-- SUPPLIED RECORDS follows --
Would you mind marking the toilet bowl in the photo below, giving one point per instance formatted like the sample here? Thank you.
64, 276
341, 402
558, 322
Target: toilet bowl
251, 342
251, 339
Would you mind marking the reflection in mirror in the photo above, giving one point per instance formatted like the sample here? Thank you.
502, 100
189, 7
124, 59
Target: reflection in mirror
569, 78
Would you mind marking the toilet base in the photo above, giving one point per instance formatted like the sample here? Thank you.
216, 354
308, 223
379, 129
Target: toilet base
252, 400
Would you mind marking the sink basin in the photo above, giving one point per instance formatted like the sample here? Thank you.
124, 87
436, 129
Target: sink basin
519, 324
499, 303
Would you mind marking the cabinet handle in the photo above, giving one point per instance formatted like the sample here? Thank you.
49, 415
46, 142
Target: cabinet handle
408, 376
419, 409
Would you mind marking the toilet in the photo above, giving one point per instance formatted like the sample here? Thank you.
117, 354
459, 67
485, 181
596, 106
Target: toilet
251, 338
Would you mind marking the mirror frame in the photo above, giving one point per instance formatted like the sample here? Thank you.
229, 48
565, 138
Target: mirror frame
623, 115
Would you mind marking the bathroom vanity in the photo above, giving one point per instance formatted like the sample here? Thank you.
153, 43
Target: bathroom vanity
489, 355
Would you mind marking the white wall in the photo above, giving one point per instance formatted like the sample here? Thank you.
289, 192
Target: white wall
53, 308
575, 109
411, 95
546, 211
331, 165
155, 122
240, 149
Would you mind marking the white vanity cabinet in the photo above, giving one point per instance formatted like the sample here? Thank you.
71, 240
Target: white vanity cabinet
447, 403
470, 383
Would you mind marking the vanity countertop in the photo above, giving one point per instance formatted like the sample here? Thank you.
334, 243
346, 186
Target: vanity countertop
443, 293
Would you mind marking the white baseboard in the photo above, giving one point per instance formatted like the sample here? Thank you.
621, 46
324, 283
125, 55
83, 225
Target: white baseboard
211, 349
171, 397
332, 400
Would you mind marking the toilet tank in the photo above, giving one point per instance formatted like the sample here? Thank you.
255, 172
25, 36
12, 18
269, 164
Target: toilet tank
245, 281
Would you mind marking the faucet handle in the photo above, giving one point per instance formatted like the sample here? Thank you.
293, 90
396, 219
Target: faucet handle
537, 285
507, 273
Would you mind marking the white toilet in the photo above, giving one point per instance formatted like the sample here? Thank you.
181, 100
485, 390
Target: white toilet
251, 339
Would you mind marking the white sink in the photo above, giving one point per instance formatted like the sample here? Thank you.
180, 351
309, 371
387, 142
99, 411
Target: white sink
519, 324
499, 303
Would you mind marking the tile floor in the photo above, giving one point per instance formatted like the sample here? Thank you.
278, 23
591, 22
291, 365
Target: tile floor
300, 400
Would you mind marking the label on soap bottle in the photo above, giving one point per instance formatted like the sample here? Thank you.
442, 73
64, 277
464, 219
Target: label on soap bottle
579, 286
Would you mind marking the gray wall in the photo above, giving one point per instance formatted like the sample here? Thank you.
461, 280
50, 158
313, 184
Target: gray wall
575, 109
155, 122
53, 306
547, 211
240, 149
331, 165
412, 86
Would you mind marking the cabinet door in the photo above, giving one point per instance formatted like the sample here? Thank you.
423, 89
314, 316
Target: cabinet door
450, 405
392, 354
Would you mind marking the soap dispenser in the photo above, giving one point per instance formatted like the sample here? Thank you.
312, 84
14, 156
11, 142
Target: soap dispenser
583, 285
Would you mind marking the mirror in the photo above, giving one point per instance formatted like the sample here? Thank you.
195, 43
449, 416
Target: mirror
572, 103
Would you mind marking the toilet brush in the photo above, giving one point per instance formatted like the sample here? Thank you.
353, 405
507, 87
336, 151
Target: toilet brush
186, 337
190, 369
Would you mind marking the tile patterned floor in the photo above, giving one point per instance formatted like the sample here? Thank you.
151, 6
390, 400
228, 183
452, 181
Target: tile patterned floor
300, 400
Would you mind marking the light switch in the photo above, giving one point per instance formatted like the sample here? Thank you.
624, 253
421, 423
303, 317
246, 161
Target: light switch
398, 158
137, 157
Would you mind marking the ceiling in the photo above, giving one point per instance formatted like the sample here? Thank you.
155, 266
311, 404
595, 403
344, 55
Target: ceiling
-- SUPPLIED RECORDS concluded --
## WHAT NEEDS TO BE DONE
Whenever a line of the data above includes the word "ceiling", copy that line.

## ANSWER TO THE PROBLEM
Would you mind marking the ceiling in the photo above, giving one point per instance formatted like the sample here? Thank you.
Target: ceiling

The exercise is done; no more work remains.